►

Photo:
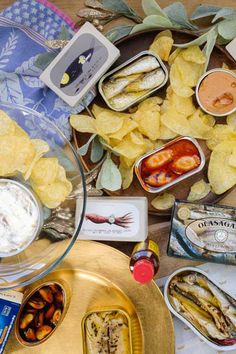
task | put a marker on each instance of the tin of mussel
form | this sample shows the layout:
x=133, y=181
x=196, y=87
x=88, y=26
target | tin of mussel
x=133, y=81
x=203, y=306
x=169, y=164
x=41, y=312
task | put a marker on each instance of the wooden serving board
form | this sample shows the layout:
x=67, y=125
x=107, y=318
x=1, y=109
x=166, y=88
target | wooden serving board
x=129, y=47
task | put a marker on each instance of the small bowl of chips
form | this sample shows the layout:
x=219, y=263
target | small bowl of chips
x=40, y=178
x=216, y=92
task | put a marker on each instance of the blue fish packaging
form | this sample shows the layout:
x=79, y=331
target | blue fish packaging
x=203, y=232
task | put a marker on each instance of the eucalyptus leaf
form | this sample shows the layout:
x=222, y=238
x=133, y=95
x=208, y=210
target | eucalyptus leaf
x=209, y=46
x=227, y=29
x=65, y=34
x=96, y=150
x=118, y=32
x=225, y=12
x=177, y=14
x=109, y=176
x=120, y=7
x=44, y=59
x=157, y=21
x=205, y=11
x=151, y=7
x=84, y=149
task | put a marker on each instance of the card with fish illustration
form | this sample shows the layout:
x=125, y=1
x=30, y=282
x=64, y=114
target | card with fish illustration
x=114, y=219
x=80, y=64
x=203, y=232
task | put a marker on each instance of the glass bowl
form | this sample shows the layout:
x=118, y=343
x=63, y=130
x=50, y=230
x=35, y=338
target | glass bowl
x=58, y=229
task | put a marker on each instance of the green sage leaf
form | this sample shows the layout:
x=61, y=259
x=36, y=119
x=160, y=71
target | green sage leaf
x=225, y=12
x=205, y=11
x=120, y=7
x=109, y=176
x=227, y=29
x=151, y=7
x=96, y=150
x=44, y=59
x=84, y=149
x=209, y=46
x=118, y=32
x=177, y=14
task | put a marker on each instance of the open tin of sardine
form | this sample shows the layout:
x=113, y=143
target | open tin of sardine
x=107, y=328
x=169, y=164
x=133, y=81
x=42, y=311
x=199, y=302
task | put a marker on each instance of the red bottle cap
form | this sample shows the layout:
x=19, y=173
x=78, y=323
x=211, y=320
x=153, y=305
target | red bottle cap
x=143, y=271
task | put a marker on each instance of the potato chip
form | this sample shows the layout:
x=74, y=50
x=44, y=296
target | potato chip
x=163, y=202
x=176, y=122
x=220, y=133
x=221, y=175
x=128, y=126
x=52, y=195
x=174, y=55
x=41, y=148
x=150, y=102
x=45, y=171
x=177, y=81
x=127, y=175
x=199, y=190
x=7, y=126
x=149, y=124
x=200, y=130
x=231, y=120
x=162, y=46
x=194, y=54
x=83, y=123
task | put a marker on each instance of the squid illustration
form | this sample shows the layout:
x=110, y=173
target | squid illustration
x=122, y=221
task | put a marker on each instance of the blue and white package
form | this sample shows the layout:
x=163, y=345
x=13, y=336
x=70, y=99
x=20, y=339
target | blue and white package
x=10, y=302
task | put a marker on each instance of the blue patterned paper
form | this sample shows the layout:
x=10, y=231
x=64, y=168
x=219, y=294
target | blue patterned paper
x=24, y=27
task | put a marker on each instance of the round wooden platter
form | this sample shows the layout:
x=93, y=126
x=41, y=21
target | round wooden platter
x=130, y=46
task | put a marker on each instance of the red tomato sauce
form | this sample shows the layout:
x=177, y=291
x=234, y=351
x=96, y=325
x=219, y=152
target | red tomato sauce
x=168, y=164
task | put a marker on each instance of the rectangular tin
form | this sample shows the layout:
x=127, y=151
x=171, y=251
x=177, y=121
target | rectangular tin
x=110, y=73
x=177, y=180
x=124, y=313
x=220, y=348
x=91, y=54
x=203, y=232
x=114, y=219
x=9, y=307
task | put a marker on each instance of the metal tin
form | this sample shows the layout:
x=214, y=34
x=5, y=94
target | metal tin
x=104, y=310
x=131, y=60
x=122, y=219
x=28, y=294
x=198, y=87
x=211, y=343
x=177, y=180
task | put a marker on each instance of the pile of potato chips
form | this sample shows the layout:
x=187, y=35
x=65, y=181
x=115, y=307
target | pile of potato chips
x=20, y=154
x=147, y=126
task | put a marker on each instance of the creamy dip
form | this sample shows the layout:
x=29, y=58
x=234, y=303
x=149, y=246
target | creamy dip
x=217, y=92
x=19, y=217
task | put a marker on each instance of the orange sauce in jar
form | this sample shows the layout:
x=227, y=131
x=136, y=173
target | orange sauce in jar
x=217, y=92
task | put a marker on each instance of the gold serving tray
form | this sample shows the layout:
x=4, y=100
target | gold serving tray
x=99, y=278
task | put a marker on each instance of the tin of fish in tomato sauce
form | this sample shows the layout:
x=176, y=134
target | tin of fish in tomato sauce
x=169, y=164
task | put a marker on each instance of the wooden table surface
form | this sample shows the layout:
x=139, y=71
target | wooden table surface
x=72, y=6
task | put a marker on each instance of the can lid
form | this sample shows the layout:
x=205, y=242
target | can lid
x=143, y=271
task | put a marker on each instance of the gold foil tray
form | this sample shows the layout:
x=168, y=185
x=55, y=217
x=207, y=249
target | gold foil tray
x=99, y=277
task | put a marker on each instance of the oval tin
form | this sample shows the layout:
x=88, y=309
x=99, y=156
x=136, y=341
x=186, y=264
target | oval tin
x=131, y=60
x=211, y=343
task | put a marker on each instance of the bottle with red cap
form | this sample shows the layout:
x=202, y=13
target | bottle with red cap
x=145, y=261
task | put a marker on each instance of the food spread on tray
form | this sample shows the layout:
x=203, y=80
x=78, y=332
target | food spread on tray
x=107, y=332
x=204, y=305
x=40, y=314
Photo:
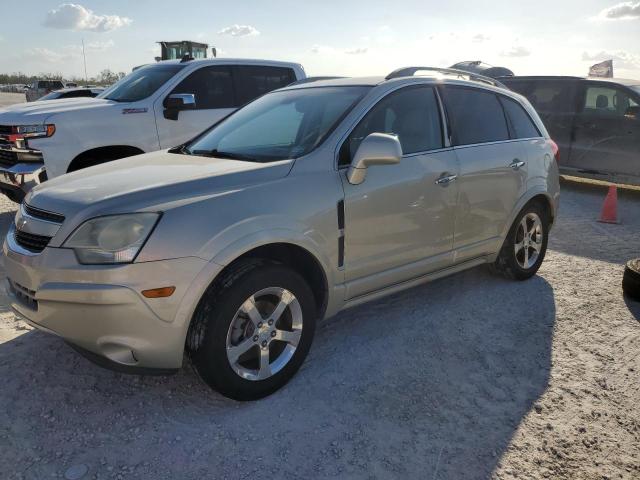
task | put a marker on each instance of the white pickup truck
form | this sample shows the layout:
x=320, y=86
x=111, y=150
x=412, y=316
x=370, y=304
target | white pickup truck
x=155, y=107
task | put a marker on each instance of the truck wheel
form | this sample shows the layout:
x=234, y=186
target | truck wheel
x=252, y=330
x=631, y=279
x=526, y=244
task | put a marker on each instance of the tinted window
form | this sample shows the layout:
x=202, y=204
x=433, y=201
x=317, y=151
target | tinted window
x=278, y=126
x=476, y=116
x=411, y=113
x=547, y=96
x=254, y=81
x=521, y=124
x=212, y=86
x=141, y=83
x=607, y=101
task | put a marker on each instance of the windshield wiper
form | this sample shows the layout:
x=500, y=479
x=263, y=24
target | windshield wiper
x=219, y=154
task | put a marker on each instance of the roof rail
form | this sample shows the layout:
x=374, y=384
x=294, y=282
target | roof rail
x=311, y=79
x=411, y=71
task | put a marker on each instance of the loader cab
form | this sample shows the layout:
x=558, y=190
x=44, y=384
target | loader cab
x=177, y=50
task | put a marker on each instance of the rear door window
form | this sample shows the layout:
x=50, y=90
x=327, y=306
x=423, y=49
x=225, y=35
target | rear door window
x=410, y=113
x=607, y=101
x=212, y=87
x=253, y=81
x=521, y=124
x=476, y=116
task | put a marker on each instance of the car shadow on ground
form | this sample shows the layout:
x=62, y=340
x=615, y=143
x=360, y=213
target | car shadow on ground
x=633, y=305
x=429, y=383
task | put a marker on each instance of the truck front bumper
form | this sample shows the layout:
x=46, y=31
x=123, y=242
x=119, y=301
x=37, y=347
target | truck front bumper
x=20, y=171
x=100, y=308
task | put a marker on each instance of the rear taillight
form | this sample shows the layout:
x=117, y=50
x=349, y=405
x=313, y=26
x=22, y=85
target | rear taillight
x=555, y=149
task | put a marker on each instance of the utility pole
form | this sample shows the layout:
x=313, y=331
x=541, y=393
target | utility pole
x=86, y=79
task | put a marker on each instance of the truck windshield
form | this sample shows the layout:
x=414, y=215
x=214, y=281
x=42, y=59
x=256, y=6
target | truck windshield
x=278, y=126
x=141, y=83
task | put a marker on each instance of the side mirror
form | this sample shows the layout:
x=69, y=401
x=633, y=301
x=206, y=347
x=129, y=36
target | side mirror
x=376, y=149
x=176, y=102
x=633, y=113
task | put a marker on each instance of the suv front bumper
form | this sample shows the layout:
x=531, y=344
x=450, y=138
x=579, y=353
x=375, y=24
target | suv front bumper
x=99, y=308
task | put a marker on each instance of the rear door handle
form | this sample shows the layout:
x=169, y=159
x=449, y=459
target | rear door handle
x=445, y=180
x=517, y=164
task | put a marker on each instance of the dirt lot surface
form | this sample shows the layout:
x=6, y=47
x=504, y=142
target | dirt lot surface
x=467, y=377
x=7, y=99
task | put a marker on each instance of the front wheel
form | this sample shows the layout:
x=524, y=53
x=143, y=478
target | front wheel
x=526, y=244
x=252, y=331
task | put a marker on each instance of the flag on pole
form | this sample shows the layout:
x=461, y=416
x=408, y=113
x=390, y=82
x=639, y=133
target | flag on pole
x=602, y=69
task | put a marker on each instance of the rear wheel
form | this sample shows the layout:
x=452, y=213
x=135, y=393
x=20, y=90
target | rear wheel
x=252, y=331
x=526, y=244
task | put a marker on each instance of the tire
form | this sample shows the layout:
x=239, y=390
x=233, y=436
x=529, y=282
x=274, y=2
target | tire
x=631, y=279
x=520, y=258
x=228, y=338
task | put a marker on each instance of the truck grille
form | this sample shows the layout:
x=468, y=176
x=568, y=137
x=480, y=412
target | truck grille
x=33, y=243
x=24, y=295
x=8, y=158
x=43, y=214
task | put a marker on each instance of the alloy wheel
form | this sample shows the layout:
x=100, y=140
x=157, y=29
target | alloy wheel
x=264, y=333
x=529, y=238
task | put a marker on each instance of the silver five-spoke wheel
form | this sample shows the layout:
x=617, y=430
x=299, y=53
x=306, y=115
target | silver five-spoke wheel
x=264, y=333
x=529, y=238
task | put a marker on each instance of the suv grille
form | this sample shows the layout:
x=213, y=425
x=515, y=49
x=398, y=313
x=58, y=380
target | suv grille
x=43, y=214
x=33, y=243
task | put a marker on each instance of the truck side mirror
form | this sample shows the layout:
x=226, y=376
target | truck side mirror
x=375, y=149
x=633, y=113
x=176, y=102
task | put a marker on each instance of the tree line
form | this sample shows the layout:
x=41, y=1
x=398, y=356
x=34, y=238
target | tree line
x=105, y=77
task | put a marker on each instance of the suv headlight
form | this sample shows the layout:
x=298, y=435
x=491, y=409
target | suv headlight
x=112, y=239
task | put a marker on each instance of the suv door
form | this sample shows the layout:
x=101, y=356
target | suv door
x=556, y=101
x=398, y=222
x=493, y=170
x=607, y=132
x=214, y=92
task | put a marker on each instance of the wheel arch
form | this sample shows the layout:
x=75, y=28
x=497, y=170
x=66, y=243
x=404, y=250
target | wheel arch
x=98, y=155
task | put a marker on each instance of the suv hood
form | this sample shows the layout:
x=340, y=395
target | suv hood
x=152, y=181
x=37, y=112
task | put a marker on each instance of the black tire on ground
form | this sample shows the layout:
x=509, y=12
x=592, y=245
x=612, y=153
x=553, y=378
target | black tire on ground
x=507, y=263
x=631, y=279
x=207, y=337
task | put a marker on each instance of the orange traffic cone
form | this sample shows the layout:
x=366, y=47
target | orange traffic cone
x=610, y=207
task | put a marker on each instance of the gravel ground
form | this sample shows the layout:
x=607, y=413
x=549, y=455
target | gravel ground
x=467, y=377
x=7, y=99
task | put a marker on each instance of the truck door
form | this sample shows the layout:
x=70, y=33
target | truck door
x=213, y=89
x=607, y=131
x=556, y=102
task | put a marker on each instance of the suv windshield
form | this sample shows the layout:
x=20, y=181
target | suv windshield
x=278, y=126
x=141, y=83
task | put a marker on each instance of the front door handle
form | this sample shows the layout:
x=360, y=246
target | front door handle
x=445, y=180
x=517, y=164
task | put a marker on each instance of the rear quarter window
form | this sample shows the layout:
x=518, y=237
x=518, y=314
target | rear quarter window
x=522, y=125
x=476, y=116
x=253, y=81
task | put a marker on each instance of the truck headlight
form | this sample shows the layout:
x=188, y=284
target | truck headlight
x=34, y=131
x=112, y=239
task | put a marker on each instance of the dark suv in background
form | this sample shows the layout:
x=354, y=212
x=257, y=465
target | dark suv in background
x=595, y=122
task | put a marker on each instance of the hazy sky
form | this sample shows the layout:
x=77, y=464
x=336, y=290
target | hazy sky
x=347, y=37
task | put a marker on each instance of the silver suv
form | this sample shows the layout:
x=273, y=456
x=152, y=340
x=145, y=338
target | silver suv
x=309, y=200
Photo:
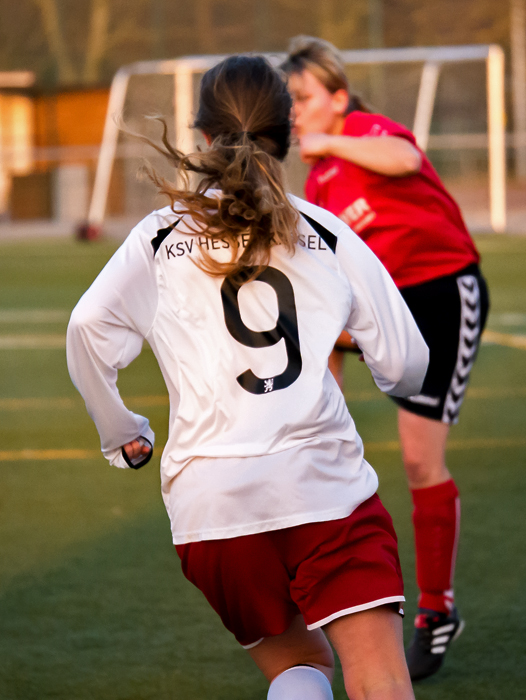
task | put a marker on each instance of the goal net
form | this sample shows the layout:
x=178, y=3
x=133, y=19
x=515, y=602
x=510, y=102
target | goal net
x=451, y=97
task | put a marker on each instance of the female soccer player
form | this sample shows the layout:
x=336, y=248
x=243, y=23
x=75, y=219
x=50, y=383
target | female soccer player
x=241, y=292
x=369, y=171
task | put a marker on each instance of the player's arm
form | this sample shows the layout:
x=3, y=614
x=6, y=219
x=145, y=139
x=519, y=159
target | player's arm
x=105, y=334
x=380, y=321
x=387, y=155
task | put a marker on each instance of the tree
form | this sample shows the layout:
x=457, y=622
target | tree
x=101, y=39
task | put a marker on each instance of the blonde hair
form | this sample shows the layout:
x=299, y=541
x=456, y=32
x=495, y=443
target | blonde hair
x=323, y=60
x=245, y=109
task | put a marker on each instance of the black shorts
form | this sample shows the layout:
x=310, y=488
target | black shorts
x=451, y=314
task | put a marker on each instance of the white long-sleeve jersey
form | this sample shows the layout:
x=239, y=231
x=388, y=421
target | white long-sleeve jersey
x=260, y=437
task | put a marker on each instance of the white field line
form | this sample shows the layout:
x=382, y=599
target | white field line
x=44, y=341
x=506, y=339
x=467, y=444
x=52, y=403
x=34, y=315
x=56, y=341
x=54, y=455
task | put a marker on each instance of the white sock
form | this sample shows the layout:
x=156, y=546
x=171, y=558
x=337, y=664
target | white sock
x=300, y=683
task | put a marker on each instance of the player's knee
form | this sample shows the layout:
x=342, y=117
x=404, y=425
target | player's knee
x=300, y=683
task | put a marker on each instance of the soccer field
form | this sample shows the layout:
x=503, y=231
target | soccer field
x=92, y=602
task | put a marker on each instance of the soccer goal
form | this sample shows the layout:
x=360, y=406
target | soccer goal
x=451, y=96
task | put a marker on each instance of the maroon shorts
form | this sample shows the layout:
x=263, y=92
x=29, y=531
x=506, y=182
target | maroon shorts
x=259, y=583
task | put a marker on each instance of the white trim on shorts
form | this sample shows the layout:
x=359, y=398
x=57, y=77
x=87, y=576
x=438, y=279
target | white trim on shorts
x=469, y=338
x=357, y=608
x=254, y=644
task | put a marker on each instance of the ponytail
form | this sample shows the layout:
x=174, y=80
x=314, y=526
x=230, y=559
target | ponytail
x=245, y=110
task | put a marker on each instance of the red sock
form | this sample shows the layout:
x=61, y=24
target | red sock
x=436, y=519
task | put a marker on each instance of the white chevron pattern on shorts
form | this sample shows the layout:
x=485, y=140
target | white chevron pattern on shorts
x=469, y=338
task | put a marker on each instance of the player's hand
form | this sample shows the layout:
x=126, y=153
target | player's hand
x=138, y=452
x=137, y=448
x=314, y=146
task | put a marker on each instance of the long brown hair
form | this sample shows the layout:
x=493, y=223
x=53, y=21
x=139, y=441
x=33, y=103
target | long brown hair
x=244, y=108
x=323, y=60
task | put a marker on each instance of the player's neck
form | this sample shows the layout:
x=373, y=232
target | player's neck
x=337, y=126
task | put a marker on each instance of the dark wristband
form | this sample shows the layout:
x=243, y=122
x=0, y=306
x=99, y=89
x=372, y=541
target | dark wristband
x=134, y=464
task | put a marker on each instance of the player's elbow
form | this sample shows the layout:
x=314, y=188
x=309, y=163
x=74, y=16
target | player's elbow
x=410, y=162
x=410, y=374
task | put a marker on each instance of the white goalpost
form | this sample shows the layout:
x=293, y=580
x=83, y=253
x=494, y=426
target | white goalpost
x=433, y=59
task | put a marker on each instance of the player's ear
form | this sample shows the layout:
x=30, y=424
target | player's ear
x=340, y=101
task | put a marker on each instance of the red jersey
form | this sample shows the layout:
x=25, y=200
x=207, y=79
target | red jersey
x=412, y=223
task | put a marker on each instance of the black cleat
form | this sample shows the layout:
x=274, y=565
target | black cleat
x=434, y=632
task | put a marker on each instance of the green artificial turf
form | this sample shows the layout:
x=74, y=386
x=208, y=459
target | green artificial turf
x=92, y=601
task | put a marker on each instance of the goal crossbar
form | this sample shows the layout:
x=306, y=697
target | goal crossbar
x=433, y=58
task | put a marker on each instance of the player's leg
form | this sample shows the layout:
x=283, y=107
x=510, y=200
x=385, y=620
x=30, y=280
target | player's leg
x=450, y=313
x=436, y=520
x=423, y=443
x=299, y=663
x=370, y=647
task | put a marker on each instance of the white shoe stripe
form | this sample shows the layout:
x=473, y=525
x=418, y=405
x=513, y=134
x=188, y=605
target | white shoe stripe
x=444, y=629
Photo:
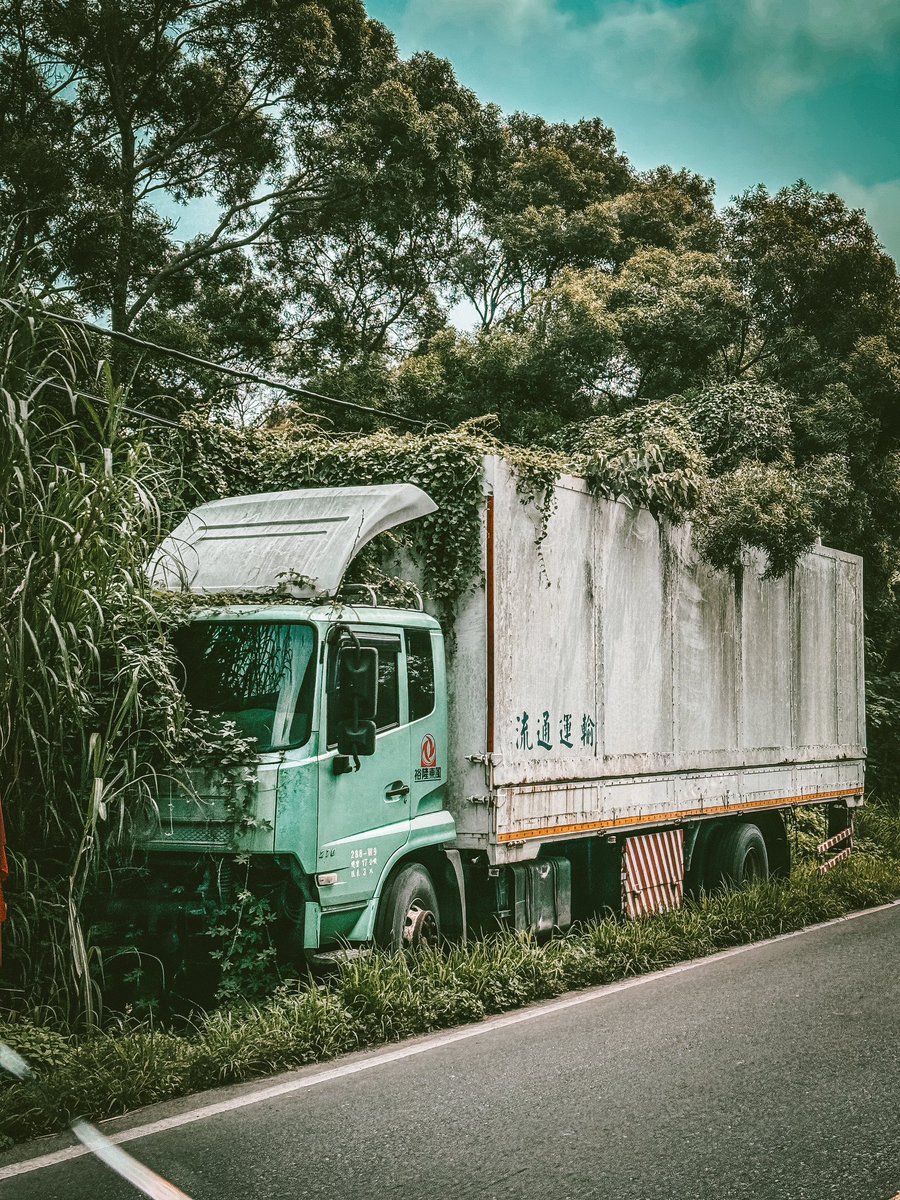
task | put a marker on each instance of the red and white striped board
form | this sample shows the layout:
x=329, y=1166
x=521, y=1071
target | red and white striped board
x=653, y=873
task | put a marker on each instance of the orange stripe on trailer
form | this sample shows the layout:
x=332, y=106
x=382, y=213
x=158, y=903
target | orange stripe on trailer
x=779, y=802
x=837, y=858
x=653, y=873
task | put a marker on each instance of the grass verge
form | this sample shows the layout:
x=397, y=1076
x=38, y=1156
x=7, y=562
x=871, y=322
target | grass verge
x=379, y=999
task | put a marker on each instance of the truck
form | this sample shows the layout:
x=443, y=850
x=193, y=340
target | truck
x=607, y=724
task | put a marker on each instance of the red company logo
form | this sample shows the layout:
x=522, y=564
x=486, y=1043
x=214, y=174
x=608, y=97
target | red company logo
x=430, y=751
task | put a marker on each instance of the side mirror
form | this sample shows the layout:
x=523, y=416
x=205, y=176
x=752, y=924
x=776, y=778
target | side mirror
x=357, y=700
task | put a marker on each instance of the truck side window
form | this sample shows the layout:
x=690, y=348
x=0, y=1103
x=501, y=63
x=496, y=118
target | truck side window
x=388, y=688
x=420, y=667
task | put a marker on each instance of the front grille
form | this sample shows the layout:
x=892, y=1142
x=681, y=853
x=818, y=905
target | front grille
x=197, y=833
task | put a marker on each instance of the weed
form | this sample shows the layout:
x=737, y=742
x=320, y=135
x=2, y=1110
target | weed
x=378, y=997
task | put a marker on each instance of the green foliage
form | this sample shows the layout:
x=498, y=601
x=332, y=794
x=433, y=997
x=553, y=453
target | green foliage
x=93, y=714
x=379, y=997
x=741, y=421
x=241, y=936
x=648, y=455
x=772, y=508
x=85, y=681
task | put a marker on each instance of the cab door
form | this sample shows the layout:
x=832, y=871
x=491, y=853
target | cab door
x=364, y=815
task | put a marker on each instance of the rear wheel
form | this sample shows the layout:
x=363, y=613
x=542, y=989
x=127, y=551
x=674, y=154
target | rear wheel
x=408, y=915
x=738, y=856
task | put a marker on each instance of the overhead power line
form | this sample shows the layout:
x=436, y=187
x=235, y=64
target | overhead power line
x=237, y=372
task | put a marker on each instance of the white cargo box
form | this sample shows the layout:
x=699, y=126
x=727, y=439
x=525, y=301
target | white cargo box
x=605, y=679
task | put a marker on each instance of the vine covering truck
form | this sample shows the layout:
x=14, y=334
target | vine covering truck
x=609, y=723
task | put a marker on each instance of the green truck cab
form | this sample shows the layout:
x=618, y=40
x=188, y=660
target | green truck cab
x=609, y=725
x=329, y=826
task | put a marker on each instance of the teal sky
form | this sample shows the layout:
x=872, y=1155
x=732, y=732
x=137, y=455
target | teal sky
x=744, y=91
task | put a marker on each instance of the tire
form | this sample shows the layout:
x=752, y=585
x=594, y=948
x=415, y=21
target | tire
x=408, y=916
x=738, y=857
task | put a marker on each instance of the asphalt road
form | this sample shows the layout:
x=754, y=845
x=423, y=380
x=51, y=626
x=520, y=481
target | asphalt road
x=772, y=1073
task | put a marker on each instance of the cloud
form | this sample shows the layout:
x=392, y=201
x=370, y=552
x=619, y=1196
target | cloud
x=769, y=49
x=881, y=203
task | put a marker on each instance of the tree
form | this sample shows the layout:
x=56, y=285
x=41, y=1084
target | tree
x=295, y=118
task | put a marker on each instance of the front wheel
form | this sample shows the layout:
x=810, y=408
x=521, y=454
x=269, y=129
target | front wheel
x=739, y=856
x=408, y=915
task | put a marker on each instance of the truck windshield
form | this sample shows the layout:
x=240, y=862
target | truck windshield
x=259, y=675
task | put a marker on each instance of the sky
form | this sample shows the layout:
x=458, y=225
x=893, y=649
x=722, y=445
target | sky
x=742, y=91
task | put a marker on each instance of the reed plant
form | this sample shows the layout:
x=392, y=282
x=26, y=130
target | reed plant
x=379, y=997
x=88, y=700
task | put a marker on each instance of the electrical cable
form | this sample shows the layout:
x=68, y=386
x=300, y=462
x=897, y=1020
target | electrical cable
x=237, y=372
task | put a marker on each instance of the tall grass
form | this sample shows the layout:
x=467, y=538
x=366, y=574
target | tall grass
x=381, y=997
x=87, y=695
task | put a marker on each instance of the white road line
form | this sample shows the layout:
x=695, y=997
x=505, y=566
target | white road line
x=383, y=1057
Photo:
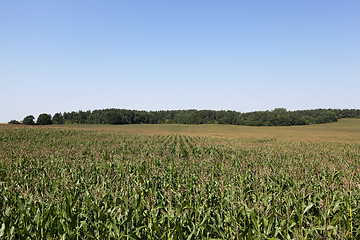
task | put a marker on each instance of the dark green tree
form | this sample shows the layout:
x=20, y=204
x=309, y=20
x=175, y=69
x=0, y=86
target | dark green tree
x=44, y=119
x=29, y=120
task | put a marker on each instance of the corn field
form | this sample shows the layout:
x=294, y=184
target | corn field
x=67, y=183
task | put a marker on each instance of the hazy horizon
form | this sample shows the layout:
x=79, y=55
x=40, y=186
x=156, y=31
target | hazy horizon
x=234, y=55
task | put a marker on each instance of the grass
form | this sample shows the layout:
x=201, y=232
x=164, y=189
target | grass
x=180, y=182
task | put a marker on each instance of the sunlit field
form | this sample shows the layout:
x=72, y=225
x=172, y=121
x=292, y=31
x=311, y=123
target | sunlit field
x=180, y=181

◄

Task
With every picture omitted, write out the material exactly from its first line through the line containing "x=166, y=88".

Written solution
Photo:
task | put a marker on each instance of the tin of mussel
form | this sample shows the layout:
x=133, y=181
x=196, y=87
x=88, y=26
target | tin of mussel
x=133, y=81
x=203, y=306
x=169, y=164
x=41, y=312
task | put a marker on each instance of the wooden serving board
form | this sample shows the layout:
x=67, y=125
x=107, y=318
x=1, y=109
x=166, y=88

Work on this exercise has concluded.